Requirements. Copy verbatim the lines starting with the line containing "Locate the long" and continuing through the last line of the items below.

Dataset entries
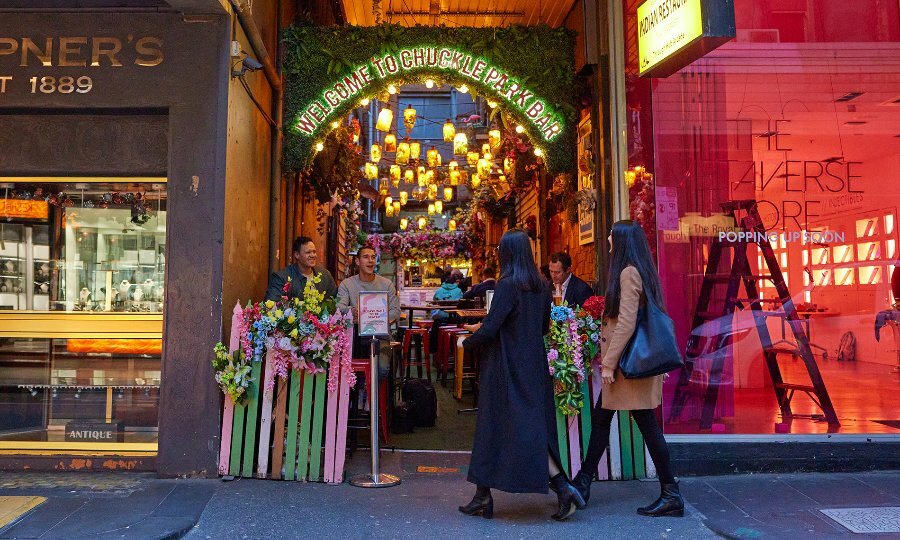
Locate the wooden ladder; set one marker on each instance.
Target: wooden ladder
(713, 331)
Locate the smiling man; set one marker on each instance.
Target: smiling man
(305, 266)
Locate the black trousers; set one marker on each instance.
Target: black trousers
(601, 419)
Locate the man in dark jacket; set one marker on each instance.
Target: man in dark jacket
(574, 290)
(304, 267)
(488, 282)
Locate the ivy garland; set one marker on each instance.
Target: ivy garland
(540, 57)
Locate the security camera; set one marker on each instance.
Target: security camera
(252, 64)
(247, 64)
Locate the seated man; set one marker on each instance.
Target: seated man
(304, 267)
(574, 290)
(488, 282)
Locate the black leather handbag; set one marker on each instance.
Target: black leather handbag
(652, 349)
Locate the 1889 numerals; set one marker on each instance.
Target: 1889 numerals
(61, 85)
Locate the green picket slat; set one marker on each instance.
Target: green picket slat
(315, 462)
(252, 421)
(640, 465)
(585, 418)
(237, 438)
(290, 449)
(562, 441)
(305, 419)
(625, 445)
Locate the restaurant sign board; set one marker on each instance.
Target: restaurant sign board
(674, 33)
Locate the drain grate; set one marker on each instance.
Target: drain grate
(874, 519)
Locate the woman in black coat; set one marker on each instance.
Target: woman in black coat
(516, 425)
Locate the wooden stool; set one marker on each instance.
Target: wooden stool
(362, 366)
(446, 350)
(421, 349)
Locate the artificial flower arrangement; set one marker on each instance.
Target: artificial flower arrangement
(301, 333)
(572, 343)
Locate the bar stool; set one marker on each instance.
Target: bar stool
(420, 347)
(446, 352)
(362, 368)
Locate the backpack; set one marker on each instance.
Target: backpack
(847, 348)
(422, 400)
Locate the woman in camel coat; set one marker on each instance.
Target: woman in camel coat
(633, 279)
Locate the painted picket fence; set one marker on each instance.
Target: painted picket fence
(627, 457)
(286, 429)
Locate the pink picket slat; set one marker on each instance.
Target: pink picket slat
(228, 410)
(265, 421)
(574, 445)
(340, 450)
(330, 436)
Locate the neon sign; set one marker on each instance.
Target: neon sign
(493, 79)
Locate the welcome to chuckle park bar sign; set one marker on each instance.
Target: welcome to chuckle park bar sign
(354, 86)
(674, 33)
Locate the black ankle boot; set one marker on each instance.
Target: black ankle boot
(567, 497)
(669, 503)
(582, 482)
(482, 503)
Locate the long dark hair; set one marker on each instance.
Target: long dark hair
(517, 261)
(630, 248)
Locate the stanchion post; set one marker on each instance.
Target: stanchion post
(375, 479)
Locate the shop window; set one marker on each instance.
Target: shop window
(82, 296)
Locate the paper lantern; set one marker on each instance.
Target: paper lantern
(420, 176)
(402, 157)
(460, 144)
(432, 156)
(409, 118)
(395, 175)
(484, 167)
(390, 143)
(385, 119)
(371, 171)
(449, 131)
(494, 138)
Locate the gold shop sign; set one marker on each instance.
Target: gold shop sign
(67, 52)
(674, 33)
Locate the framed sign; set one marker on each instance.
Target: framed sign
(674, 33)
(373, 314)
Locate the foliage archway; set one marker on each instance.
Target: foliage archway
(536, 60)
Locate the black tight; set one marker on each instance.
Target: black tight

Solution to the problem.
Locate the long dark hair; set one marker on each instance.
Target: long dark hair
(517, 261)
(630, 248)
Locate the stanchion post; set one marker on each instance.
Target: stanchion post
(375, 479)
Locate the shop window; set one marker on each instance.
Target: shop window
(82, 296)
Locate the paper lantern; set one marker on each instance.
Target: paper lantern
(420, 176)
(402, 157)
(460, 144)
(432, 156)
(409, 118)
(395, 175)
(484, 167)
(390, 143)
(385, 119)
(371, 171)
(449, 131)
(494, 138)
Locate the gold shop sign; set one marker on each instance.
Target: gold shop sign
(67, 52)
(674, 33)
Locate the framed sign; set one marker on each instance.
Target: framed sign
(674, 33)
(373, 314)
Locate the foliage archway; set one marker on each instance.
Target: foliage archway
(536, 60)
Locate the black tight; set one marker on each instance.
Target: black tight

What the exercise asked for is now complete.